String Quartet in D Major, K.499
Wolfgang Amadeus Mozart (1756-1791)
Mozart’s K. 499 Quartet is subtitled the “Hoffmeister” Quartet, after his friend (and sometime publisher) Franz Hoffmeister. A more apt, descriptive title for the work might be the “Figaro” Quartet, after the extraordinary opera that Mozart composed in the same year. Like The Marriage of Figaro, the quartet is built around the key of D major: in Mozart’s music this is often a radiant place, shot through with life and joy. But more essentially, the two works share a particular and complex comic sensibility: the onlookers enjoy the joke, the witty remark, the unsuspecting victim, but they sense at the same time a pathos, a shadow, or a sorrow underlying the moment. So much of the potency of Mozart’s genius lies in this, his ability to simultaneously evoke laughter and tears in a single phrase, a single gesture.
The first movement opens in a way that seems utterly innocent and guileless: a united gesture that wishes us “good morning”, then dividing into pairs of instruments that bow and hold the door for each other. Every aspect of the scene is so blithe and untroubled, in fact, that it is impossible not to suspect that somebody has a trick up his sleeve; and sure enough, the music explodes into B minor, and life starts to get complicated. Eventually the second violin line launches into an undulating, traveling pattern of 8th-notes whose motion will carry on through most of the rest of the movement. The characters in this story are destined to travel through many different scenes on this 8th-note carriage, but, as in life, they won’t necessarily be able to control the journey, or choose when to get off. The comedy of manners persists, flowing imperturbably along, urbane on the surface, but with many an ironic aside, many a clever subplot. Twice, at important structural points, the 8th-note carriage grinds to a halt; in the silence one can imagine the traveler peering behind one curtain, and then another, uncertain, perhaps suspecting a trick, only to be swept up again in a new direction. The second time this happens, near the very end of the movement, Mozart provides a musical rejoinder that is so eloquent and touching that the previous jokes and deceptions seem suddenly not to matter at all; as in Figaro, he treats the victims of his humor with unexpected tenderness, and we too fall a little bit in love with them in the end.

Recorded data.
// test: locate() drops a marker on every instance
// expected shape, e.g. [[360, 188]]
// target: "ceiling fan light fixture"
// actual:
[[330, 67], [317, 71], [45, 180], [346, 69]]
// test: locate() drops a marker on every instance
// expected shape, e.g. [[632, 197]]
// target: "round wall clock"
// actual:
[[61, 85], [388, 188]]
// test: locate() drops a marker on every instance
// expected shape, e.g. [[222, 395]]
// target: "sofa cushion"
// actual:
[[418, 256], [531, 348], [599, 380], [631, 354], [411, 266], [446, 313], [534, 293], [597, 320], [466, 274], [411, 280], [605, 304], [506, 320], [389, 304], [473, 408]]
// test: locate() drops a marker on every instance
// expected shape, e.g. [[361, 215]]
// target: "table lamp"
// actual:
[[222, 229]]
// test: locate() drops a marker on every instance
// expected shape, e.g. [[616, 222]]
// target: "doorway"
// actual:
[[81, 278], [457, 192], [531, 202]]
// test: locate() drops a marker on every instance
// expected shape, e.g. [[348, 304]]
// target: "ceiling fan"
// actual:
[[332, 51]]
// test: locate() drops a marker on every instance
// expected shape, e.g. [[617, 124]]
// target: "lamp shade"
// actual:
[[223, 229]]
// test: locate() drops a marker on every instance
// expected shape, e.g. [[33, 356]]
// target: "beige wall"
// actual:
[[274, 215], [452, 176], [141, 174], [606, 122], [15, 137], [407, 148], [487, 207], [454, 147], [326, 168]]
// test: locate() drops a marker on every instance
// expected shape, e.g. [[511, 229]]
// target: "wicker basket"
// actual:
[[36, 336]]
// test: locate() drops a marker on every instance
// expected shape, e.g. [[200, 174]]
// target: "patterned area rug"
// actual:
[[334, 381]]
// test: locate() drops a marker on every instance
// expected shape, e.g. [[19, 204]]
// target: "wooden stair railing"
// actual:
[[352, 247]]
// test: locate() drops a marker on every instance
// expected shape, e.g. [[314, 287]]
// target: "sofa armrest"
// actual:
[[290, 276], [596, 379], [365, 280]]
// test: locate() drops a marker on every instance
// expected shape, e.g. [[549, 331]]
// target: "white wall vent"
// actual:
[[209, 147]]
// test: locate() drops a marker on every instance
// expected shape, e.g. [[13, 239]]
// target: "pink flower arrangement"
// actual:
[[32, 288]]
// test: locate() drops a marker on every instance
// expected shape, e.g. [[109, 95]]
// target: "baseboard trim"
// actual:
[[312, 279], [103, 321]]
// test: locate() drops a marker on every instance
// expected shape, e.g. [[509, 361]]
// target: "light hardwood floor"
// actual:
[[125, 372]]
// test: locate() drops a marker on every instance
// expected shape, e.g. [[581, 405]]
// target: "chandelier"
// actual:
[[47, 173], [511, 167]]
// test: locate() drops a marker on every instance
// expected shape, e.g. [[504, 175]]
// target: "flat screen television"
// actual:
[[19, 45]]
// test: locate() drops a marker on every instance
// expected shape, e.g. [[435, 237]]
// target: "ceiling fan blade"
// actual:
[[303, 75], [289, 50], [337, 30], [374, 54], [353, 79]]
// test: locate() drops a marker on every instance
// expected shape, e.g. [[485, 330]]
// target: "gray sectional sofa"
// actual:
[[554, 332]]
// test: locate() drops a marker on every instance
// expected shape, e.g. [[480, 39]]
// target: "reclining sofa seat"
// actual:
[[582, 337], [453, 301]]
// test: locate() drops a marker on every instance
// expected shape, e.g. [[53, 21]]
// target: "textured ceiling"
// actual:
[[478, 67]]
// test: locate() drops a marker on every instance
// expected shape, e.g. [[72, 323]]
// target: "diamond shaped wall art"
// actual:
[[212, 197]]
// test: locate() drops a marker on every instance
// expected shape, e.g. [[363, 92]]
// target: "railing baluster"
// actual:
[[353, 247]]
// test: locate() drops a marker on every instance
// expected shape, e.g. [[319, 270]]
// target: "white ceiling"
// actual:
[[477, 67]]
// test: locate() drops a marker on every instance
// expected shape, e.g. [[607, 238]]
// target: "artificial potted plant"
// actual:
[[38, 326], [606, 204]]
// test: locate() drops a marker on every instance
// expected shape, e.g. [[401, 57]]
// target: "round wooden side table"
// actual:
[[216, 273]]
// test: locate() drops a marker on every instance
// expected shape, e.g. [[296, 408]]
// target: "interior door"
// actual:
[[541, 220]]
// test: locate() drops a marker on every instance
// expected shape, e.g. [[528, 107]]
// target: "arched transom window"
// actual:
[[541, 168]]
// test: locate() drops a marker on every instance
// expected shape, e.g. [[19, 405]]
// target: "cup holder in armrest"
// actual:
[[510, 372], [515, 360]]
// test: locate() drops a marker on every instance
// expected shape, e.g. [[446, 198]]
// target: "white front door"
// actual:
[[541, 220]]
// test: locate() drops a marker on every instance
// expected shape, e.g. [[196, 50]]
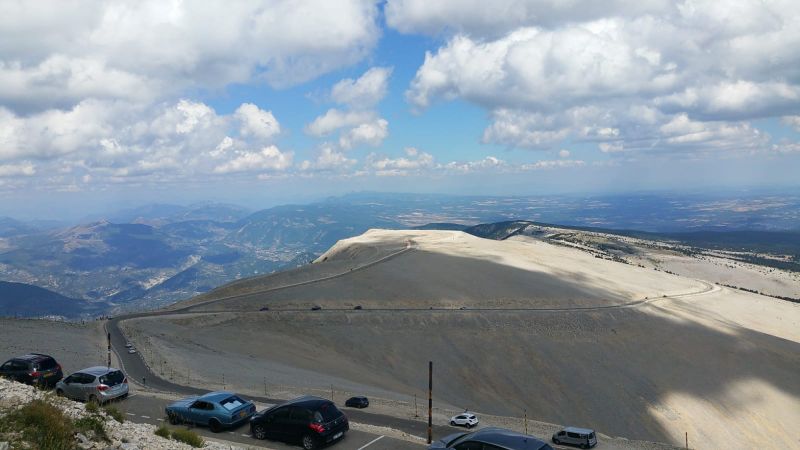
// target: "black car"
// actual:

Work to do.
1. Revise the passage on Mozart's K. 499 Quartet, starting with "String Quartet in" and going on through "a single gesture.", and replace "radiant" with "luminous".
2. According to the passage on Mozart's K. 499 Quartet, into what key does the music of the first movement explode?
The records above bear no relation to the passage on Mozart's K. 499 Quartet.

Outputs in order.
1.
String Quartet in D Major, K.499
Wolfgang Amadeus Mozart (1756-1791)
Mozart’s K. 499 Quartet is subtitled the “Hoffmeister” Quartet, after his friend (and sometime publisher) Franz Hoffmeister. A more apt, descriptive title for the work might be the “Figaro” Quartet, after the extraordinary opera that Mozart composed in the same year. Like The Marriage of Figaro, the quartet is built around the key of D major: in Mozart’s music this is often a luminous place, shot through with life and joy. But more essentially, the two works share a particular and complex comic sensibility: the onlookers enjoy the joke, the witty remark, the unsuspecting victim, but they sense at the same time a pathos, a shadow, or a sorrow underlying the moment. So much of the potency of Mozart’s genius lies in this, his ability to simultaneously evoke laughter and tears in a single phrase, a single gesture.

2. B minor.